§ **Task material**:

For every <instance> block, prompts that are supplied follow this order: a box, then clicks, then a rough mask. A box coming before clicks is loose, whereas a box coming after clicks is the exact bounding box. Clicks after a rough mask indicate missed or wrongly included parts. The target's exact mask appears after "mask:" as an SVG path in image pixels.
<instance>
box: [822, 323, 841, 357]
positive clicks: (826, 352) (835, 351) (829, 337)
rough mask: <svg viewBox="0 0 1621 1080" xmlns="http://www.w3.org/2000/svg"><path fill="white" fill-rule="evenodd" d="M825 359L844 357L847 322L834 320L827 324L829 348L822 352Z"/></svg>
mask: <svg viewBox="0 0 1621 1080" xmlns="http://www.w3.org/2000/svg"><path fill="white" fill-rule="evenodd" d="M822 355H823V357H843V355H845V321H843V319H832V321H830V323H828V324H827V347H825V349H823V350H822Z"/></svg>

§ **What the task asks**: Would you write the records out again, word for word?

§ **Answer for the task**:
For every <instance> block, prompts that are supplied follow this order: a box, then clicks, then a rough mask. A box coming before clicks is loose, whereas a box coming after clicks is the exact bounding box. Clicks after a rough mask indicate missed or wrongly included parts. The target's exact mask appears after "mask:" as an SVG path in image pixels.
<instance>
box: [822, 323, 841, 357]
positive clicks: (826, 352) (835, 351) (829, 337)
rough mask: <svg viewBox="0 0 1621 1080" xmlns="http://www.w3.org/2000/svg"><path fill="white" fill-rule="evenodd" d="M825 359L844 357L847 322L834 320L827 324L829 348L822 352Z"/></svg>
mask: <svg viewBox="0 0 1621 1080" xmlns="http://www.w3.org/2000/svg"><path fill="white" fill-rule="evenodd" d="M822 355H823V357H843V355H845V321H843V319H832V321H830V323H828V324H827V347H825V349H823V350H822Z"/></svg>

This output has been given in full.